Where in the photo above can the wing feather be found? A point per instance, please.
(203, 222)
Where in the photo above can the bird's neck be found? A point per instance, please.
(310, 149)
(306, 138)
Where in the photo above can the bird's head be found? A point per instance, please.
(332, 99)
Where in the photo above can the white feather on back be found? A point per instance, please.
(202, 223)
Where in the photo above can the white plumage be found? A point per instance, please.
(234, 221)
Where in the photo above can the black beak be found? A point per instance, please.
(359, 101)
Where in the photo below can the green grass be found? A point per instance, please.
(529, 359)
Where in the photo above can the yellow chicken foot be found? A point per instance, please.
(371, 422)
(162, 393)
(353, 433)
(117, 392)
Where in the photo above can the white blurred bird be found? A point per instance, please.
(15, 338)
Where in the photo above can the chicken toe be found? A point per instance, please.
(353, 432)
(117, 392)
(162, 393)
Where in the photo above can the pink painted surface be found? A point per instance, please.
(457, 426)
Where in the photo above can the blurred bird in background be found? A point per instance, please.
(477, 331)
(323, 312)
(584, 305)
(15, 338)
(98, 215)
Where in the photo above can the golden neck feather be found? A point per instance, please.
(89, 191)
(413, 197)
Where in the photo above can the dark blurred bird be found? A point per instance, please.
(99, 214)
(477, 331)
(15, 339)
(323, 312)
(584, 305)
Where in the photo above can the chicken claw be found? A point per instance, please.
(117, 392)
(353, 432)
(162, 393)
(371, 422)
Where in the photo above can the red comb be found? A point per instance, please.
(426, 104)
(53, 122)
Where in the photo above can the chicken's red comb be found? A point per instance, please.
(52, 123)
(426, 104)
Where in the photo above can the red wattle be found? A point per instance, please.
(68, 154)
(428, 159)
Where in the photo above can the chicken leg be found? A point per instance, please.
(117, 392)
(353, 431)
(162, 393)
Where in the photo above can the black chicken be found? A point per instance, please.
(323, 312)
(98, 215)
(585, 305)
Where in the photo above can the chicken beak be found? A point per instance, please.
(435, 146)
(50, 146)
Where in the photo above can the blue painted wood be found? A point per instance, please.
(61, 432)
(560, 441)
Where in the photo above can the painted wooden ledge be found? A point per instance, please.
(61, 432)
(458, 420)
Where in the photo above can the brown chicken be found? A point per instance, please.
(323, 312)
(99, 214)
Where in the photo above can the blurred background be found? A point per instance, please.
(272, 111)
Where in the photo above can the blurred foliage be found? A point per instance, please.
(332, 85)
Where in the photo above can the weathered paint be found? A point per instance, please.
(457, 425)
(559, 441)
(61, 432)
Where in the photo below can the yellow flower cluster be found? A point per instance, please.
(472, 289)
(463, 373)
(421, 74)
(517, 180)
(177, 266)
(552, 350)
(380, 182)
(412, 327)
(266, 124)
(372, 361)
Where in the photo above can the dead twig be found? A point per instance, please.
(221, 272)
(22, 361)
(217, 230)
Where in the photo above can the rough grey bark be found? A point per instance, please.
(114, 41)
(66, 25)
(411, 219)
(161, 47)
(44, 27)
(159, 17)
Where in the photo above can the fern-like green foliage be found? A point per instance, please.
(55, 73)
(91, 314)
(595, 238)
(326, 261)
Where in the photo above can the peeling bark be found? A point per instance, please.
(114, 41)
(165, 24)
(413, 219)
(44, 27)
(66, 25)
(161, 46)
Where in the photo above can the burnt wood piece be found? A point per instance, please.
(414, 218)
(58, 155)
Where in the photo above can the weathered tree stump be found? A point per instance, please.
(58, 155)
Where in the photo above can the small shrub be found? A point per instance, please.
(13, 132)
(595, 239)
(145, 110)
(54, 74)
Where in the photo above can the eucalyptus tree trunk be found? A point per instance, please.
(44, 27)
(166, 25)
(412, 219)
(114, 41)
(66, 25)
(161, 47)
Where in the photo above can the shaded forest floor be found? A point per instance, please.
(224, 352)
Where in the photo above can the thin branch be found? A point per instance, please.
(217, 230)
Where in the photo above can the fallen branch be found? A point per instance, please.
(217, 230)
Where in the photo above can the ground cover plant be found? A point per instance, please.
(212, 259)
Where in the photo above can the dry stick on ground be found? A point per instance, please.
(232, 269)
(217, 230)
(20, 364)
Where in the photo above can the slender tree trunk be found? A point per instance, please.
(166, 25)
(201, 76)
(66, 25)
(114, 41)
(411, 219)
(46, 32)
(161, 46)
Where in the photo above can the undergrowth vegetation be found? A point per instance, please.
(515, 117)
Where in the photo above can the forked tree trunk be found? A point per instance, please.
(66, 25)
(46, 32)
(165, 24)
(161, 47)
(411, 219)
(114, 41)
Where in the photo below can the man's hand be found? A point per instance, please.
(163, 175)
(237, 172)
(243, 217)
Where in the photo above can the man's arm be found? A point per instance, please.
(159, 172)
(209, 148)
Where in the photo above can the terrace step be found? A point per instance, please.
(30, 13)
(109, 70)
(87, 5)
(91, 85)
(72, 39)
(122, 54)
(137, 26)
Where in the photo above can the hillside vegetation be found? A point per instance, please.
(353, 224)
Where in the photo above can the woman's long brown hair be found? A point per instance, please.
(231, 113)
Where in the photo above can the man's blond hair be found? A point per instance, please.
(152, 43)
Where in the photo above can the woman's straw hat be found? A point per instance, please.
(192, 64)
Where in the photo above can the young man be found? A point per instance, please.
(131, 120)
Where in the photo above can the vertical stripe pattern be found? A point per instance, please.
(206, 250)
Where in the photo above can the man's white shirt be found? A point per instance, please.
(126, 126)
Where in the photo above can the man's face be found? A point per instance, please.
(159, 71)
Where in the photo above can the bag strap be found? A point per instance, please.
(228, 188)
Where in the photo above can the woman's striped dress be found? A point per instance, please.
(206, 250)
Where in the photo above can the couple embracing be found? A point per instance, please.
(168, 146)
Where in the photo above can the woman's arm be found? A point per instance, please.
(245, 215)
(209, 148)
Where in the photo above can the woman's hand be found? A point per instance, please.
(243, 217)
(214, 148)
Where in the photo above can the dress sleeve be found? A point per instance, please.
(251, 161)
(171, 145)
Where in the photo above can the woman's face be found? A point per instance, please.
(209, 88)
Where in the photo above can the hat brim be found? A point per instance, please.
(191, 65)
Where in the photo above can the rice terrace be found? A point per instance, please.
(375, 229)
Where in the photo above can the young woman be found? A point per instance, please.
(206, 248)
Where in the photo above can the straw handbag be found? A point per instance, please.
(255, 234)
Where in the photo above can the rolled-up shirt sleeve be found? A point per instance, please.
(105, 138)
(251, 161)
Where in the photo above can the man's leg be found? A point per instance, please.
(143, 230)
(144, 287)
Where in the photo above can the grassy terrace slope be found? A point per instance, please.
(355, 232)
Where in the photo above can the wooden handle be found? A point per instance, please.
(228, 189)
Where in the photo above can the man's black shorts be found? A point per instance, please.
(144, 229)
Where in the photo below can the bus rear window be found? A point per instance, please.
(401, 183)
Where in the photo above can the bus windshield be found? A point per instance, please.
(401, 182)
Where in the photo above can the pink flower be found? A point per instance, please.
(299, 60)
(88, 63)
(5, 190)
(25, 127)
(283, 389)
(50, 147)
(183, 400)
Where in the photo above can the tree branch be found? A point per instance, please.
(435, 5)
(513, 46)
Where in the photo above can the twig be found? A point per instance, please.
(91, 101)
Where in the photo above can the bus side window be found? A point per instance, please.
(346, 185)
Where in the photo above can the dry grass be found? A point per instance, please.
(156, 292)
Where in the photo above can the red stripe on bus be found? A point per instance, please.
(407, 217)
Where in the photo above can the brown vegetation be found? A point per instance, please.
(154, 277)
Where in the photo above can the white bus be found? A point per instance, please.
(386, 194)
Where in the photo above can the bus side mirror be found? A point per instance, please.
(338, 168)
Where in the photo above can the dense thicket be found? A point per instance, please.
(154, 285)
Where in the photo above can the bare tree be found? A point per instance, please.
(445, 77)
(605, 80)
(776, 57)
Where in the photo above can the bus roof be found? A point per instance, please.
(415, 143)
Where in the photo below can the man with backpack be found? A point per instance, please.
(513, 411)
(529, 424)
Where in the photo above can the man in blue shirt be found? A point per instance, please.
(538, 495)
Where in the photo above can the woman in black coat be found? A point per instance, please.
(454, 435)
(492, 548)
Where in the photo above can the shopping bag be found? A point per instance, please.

● **DESCRIPTION OF THE TASK**
Copy everything from the line containing "Where in the photo above can the woman in" down to the end of the material, replacing "shopping bag" with "handbag" and changing nothing else.

● **CORRECT ANSWER**
Where in the photo above can the woman in black coat be found? A point per instance, please.
(454, 435)
(492, 548)
Where in the photo above can the handbag be found? A point per instance, please.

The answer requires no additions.